### EXERCISE OBJECTIVE
Repeat, exactly and only, the lines from the one containing "Reviewer note: confirm that each instance of the window with" to the last line, inclusive; do not repeat the pictures.

## Start RECORDS PROVIDED

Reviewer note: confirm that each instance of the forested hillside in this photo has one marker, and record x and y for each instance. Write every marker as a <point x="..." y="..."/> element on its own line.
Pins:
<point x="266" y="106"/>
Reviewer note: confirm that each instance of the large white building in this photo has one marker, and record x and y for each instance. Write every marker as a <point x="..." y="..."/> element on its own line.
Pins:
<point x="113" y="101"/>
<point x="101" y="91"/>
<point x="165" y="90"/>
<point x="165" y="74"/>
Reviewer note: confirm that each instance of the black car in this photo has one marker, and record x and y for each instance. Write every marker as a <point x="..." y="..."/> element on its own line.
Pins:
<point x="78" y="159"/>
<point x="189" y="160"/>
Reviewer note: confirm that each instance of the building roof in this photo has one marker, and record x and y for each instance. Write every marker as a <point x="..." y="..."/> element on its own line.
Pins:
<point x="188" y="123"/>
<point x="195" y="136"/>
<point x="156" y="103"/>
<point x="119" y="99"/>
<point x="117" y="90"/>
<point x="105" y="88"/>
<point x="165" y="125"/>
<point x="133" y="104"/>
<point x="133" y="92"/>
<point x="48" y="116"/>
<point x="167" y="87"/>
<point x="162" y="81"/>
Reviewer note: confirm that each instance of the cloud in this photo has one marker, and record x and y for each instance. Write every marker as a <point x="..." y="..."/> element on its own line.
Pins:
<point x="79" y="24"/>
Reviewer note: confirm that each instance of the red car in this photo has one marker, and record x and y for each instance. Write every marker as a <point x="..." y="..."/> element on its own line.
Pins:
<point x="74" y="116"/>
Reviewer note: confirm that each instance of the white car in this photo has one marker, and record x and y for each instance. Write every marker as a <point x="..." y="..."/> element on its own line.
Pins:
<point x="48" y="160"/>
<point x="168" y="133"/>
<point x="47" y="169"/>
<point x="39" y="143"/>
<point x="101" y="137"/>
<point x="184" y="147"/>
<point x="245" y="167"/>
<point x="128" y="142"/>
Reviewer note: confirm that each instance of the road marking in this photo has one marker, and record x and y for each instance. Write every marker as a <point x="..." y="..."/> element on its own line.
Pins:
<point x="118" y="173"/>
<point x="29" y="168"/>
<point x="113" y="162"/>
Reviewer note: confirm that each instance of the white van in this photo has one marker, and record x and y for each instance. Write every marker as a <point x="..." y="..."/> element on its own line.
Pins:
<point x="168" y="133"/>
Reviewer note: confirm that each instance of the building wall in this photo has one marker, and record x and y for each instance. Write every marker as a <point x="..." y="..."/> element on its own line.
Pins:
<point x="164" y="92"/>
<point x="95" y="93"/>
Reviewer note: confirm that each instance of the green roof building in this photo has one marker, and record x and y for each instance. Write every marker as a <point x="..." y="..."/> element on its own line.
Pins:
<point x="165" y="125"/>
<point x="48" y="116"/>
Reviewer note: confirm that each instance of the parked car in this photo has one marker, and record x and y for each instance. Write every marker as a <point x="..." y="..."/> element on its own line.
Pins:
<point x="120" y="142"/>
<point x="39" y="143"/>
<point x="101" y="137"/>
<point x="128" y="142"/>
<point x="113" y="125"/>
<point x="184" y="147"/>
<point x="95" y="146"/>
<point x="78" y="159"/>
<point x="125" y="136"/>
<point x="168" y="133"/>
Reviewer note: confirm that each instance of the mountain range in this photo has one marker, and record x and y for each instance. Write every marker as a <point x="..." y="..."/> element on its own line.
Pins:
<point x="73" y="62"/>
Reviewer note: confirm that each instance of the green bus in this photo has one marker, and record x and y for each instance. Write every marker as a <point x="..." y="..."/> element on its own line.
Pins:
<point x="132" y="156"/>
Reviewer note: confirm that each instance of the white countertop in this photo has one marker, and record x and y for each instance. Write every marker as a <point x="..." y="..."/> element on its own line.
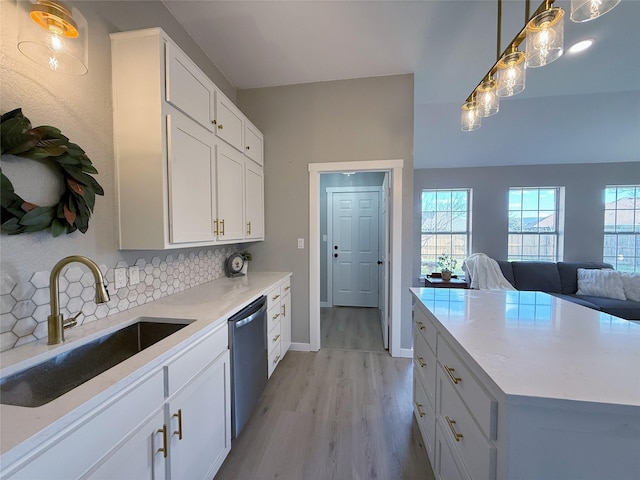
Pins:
<point x="531" y="344"/>
<point x="209" y="305"/>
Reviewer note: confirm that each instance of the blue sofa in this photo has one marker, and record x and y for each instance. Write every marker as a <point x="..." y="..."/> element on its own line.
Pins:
<point x="561" y="280"/>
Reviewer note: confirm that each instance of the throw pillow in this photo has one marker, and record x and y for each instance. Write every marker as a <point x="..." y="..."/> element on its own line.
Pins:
<point x="631" y="285"/>
<point x="600" y="283"/>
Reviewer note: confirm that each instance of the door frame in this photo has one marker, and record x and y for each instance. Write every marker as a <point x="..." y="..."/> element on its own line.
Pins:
<point x="330" y="192"/>
<point x="395" y="168"/>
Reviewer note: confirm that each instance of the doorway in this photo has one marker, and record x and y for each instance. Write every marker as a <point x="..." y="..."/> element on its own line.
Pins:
<point x="392" y="264"/>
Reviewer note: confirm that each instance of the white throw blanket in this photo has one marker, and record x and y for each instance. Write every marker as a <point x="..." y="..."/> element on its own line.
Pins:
<point x="483" y="273"/>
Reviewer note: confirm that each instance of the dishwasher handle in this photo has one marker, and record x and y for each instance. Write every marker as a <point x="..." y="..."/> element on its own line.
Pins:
<point x="244" y="321"/>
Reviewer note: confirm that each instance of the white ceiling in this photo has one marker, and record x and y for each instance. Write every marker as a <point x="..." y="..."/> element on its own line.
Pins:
<point x="581" y="108"/>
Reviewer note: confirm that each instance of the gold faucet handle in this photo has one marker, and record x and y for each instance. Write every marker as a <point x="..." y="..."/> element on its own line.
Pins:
<point x="73" y="321"/>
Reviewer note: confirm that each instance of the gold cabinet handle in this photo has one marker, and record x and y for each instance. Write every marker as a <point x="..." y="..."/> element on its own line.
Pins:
<point x="163" y="431"/>
<point x="179" y="431"/>
<point x="450" y="371"/>
<point x="456" y="435"/>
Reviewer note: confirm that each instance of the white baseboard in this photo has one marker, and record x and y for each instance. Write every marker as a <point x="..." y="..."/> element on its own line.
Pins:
<point x="300" y="347"/>
<point x="406" y="353"/>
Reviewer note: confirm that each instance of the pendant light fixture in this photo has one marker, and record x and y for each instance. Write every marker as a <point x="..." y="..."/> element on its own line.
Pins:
<point x="545" y="37"/>
<point x="53" y="35"/>
<point x="586" y="10"/>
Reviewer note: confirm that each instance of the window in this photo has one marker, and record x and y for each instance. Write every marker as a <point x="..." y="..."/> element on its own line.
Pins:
<point x="534" y="218"/>
<point x="445" y="227"/>
<point x="622" y="227"/>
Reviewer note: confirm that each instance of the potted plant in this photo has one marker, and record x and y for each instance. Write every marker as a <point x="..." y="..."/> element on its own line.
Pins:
<point x="447" y="264"/>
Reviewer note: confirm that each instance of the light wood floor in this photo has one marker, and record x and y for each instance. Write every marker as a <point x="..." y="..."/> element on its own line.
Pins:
<point x="352" y="328"/>
<point x="335" y="414"/>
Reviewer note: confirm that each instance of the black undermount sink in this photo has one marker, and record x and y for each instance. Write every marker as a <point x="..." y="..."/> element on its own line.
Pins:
<point x="46" y="381"/>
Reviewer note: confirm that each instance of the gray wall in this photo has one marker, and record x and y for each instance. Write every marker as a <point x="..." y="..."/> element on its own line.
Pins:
<point x="584" y="202"/>
<point x="363" y="179"/>
<point x="349" y="120"/>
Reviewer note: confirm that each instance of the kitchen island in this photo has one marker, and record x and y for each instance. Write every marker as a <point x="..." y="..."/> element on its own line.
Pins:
<point x="129" y="403"/>
<point x="523" y="385"/>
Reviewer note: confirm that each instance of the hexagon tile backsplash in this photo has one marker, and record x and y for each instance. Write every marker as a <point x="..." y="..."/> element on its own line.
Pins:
<point x="24" y="307"/>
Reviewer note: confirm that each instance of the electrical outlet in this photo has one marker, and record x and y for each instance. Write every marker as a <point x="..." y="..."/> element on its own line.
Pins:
<point x="134" y="275"/>
<point x="120" y="279"/>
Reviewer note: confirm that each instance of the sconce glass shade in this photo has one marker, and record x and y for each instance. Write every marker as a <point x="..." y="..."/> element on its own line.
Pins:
<point x="585" y="10"/>
<point x="54" y="36"/>
<point x="487" y="99"/>
<point x="470" y="120"/>
<point x="545" y="37"/>
<point x="511" y="74"/>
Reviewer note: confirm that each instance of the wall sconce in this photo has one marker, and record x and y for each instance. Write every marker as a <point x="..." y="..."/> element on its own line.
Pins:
<point x="53" y="35"/>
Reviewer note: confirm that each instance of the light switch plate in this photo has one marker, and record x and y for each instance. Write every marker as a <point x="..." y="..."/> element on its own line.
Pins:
<point x="120" y="279"/>
<point x="134" y="275"/>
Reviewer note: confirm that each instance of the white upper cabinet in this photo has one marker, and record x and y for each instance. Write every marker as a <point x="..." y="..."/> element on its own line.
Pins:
<point x="180" y="151"/>
<point x="187" y="88"/>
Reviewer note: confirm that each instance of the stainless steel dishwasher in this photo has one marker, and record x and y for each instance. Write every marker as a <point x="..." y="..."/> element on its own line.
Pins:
<point x="249" y="363"/>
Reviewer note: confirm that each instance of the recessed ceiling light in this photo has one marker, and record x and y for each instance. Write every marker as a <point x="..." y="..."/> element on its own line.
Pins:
<point x="580" y="46"/>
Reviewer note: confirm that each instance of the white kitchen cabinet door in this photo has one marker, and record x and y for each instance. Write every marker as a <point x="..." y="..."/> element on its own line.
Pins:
<point x="230" y="194"/>
<point x="229" y="122"/>
<point x="191" y="181"/>
<point x="253" y="142"/>
<point x="199" y="421"/>
<point x="142" y="457"/>
<point x="187" y="88"/>
<point x="254" y="183"/>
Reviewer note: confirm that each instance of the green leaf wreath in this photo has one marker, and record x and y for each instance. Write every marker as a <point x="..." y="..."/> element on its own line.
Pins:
<point x="76" y="203"/>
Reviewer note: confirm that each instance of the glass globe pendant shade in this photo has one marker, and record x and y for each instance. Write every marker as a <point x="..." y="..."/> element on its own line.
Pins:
<point x="487" y="99"/>
<point x="54" y="36"/>
<point x="470" y="120"/>
<point x="585" y="10"/>
<point x="545" y="37"/>
<point x="511" y="74"/>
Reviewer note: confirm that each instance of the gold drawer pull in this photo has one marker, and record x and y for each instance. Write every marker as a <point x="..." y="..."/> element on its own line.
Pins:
<point x="179" y="431"/>
<point x="163" y="431"/>
<point x="451" y="423"/>
<point x="450" y="371"/>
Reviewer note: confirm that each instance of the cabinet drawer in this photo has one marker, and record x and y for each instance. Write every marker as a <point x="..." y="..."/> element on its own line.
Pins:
<point x="188" y="364"/>
<point x="477" y="453"/>
<point x="274" y="358"/>
<point x="424" y="363"/>
<point x="481" y="404"/>
<point x="426" y="328"/>
<point x="424" y="412"/>
<point x="273" y="297"/>
<point x="274" y="315"/>
<point x="273" y="337"/>
<point x="447" y="464"/>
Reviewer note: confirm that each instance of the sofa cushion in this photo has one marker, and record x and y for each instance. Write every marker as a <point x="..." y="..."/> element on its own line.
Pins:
<point x="507" y="271"/>
<point x="602" y="283"/>
<point x="541" y="276"/>
<point x="626" y="309"/>
<point x="569" y="273"/>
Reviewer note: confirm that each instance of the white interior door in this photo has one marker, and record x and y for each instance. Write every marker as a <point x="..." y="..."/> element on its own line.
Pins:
<point x="354" y="247"/>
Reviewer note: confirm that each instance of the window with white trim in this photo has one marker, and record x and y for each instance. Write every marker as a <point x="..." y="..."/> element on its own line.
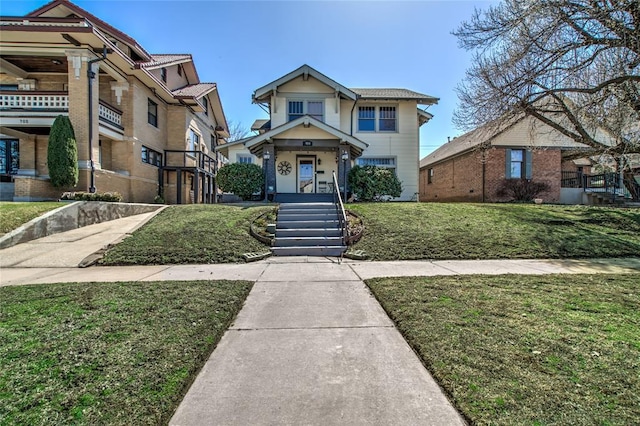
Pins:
<point x="386" y="162"/>
<point x="518" y="164"/>
<point x="151" y="156"/>
<point x="194" y="140"/>
<point x="244" y="158"/>
<point x="377" y="119"/>
<point x="297" y="109"/>
<point x="152" y="113"/>
<point x="366" y="119"/>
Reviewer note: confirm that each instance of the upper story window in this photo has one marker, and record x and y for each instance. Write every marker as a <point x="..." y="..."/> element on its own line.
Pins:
<point x="387" y="121"/>
<point x="205" y="103"/>
<point x="194" y="140"/>
<point x="377" y="119"/>
<point x="151" y="156"/>
<point x="297" y="109"/>
<point x="152" y="113"/>
<point x="366" y="119"/>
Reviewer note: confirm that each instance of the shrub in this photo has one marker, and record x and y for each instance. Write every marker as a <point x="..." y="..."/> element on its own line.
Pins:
<point x="371" y="183"/>
<point x="62" y="154"/>
<point x="522" y="190"/>
<point x="241" y="179"/>
<point x="113" y="197"/>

## End RECORDS PROVIDED

### SOLUTION TO THE EXERCISE
Reviewer note: confirm that each instance of the window with white trim in this photo has one marker, and record x and y for each instance. Write every marker as a <point x="..." y="..."/> element on its own line.
Pins:
<point x="386" y="162"/>
<point x="518" y="164"/>
<point x="151" y="156"/>
<point x="194" y="140"/>
<point x="244" y="158"/>
<point x="377" y="119"/>
<point x="297" y="109"/>
<point x="152" y="113"/>
<point x="366" y="119"/>
Reviewer note: confirm that each instance of the upper story window in this photo has one marker, and record x and y for each instance. Write every marker as a <point x="..." y="..."/> element on its own line.
Pins:
<point x="387" y="121"/>
<point x="205" y="103"/>
<point x="194" y="140"/>
<point x="377" y="119"/>
<point x="151" y="156"/>
<point x="297" y="109"/>
<point x="152" y="113"/>
<point x="366" y="119"/>
Reviewer note: confirm that each instance of the shrub in this photo has one marker, and record x and y for each instance. Write every marker as a <point x="..." y="..."/> element on its own line.
Pins:
<point x="371" y="183"/>
<point x="62" y="154"/>
<point x="522" y="190"/>
<point x="241" y="179"/>
<point x="113" y="197"/>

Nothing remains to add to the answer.